Records>
========================================================================

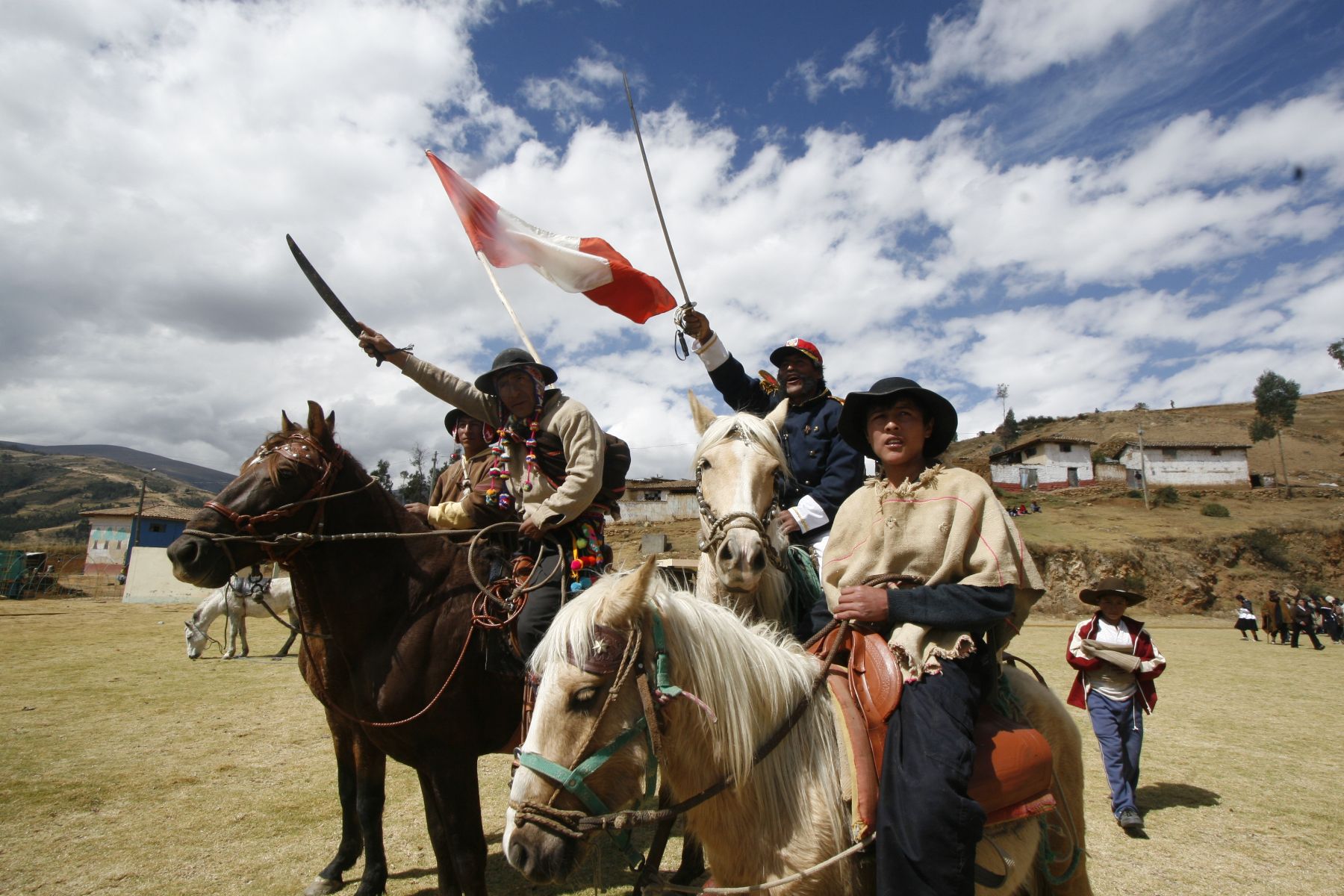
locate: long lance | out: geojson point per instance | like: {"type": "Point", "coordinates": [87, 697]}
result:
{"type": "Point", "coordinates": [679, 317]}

========================================================================

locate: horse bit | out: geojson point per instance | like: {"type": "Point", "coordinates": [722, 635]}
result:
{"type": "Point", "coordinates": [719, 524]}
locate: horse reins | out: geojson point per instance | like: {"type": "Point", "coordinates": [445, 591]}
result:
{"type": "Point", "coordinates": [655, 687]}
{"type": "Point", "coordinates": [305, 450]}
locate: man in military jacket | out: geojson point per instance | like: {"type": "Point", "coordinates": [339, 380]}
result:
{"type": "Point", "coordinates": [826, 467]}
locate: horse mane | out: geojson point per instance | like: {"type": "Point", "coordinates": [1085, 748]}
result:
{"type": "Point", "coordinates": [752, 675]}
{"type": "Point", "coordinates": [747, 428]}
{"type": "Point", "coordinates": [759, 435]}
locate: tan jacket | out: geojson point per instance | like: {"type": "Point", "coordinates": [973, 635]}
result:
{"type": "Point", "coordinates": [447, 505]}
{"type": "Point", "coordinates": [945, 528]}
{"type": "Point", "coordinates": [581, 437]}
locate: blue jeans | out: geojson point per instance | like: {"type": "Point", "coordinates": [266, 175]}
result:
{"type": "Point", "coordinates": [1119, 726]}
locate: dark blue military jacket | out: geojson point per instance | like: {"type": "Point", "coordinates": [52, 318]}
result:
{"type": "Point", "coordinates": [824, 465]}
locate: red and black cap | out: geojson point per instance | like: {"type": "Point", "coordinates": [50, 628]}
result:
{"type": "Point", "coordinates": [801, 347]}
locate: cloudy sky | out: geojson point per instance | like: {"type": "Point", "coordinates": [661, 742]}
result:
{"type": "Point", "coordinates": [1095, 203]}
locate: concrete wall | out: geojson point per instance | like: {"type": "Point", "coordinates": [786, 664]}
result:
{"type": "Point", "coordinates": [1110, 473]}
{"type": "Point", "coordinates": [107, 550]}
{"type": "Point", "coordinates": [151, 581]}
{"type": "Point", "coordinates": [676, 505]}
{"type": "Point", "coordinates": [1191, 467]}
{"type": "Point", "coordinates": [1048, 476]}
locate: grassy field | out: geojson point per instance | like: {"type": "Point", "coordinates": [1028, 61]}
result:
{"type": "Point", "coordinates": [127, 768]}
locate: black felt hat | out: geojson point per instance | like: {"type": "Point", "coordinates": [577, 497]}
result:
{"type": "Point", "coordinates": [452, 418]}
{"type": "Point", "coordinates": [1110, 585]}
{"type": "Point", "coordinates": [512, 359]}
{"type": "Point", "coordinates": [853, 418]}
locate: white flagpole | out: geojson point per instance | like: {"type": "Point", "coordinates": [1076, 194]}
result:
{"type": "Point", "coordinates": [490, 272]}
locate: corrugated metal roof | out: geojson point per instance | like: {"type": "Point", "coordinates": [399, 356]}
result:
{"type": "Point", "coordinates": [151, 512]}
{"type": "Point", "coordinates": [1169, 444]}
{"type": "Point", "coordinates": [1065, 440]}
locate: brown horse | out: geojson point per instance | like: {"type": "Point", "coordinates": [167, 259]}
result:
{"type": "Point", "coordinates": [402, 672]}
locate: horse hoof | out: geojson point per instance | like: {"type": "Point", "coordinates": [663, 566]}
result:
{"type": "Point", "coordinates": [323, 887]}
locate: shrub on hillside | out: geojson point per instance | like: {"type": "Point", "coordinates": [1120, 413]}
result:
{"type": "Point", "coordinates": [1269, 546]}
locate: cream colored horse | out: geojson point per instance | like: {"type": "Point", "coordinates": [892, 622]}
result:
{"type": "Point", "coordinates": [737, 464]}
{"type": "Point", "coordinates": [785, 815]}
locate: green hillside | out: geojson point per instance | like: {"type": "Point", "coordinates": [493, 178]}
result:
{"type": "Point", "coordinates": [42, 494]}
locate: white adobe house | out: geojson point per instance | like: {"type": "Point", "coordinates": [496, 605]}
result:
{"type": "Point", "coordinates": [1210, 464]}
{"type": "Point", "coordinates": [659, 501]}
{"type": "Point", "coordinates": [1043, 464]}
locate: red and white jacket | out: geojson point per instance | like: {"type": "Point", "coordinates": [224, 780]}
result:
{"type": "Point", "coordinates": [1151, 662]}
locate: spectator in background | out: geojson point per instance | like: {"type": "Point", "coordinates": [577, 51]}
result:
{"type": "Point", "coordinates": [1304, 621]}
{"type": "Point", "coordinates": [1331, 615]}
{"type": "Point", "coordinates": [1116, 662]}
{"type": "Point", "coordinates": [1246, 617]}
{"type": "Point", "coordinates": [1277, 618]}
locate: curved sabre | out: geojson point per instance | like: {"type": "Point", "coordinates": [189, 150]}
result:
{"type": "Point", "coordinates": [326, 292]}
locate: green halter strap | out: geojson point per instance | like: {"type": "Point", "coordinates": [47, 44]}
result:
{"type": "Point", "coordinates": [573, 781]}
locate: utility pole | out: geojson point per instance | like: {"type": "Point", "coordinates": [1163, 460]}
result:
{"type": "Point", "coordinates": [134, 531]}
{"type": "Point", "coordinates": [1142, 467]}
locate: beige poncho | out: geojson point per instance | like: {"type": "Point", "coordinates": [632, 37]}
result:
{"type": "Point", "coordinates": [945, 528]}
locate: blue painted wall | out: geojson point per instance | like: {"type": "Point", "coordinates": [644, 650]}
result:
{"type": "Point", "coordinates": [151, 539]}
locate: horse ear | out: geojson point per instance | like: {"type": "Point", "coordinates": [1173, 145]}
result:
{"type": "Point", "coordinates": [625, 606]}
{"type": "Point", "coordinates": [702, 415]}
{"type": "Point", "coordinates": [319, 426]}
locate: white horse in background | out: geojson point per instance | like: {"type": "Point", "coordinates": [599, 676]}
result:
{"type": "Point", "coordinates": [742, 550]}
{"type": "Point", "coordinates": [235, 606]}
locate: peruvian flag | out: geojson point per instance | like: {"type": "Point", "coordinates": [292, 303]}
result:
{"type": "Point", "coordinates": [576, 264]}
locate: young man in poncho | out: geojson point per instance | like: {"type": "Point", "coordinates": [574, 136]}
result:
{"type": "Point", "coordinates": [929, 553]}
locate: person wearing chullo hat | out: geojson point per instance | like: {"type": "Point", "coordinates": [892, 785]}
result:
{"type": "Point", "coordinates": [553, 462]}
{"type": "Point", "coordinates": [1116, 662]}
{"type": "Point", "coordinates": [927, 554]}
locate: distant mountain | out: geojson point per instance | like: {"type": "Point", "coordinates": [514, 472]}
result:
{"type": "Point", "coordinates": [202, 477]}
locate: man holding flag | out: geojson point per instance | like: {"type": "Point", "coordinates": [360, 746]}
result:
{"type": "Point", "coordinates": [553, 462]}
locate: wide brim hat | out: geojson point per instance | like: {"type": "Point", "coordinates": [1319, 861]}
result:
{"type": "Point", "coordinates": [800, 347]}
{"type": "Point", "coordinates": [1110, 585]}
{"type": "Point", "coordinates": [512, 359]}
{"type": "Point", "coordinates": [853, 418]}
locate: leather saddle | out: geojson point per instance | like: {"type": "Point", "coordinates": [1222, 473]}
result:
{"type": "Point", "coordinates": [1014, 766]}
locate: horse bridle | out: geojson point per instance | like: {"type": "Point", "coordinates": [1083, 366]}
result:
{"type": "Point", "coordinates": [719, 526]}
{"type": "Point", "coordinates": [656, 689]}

========================================================================

Challenge>
Show every line of the rows above that contains the string "black". Case counts.

Final result>
locate: red and black cap | out: geojson point per instance | like: {"type": "Point", "coordinates": [50, 628]}
locate: black felt hat | out: geojson point per instance | like: {"type": "Point", "coordinates": [577, 497]}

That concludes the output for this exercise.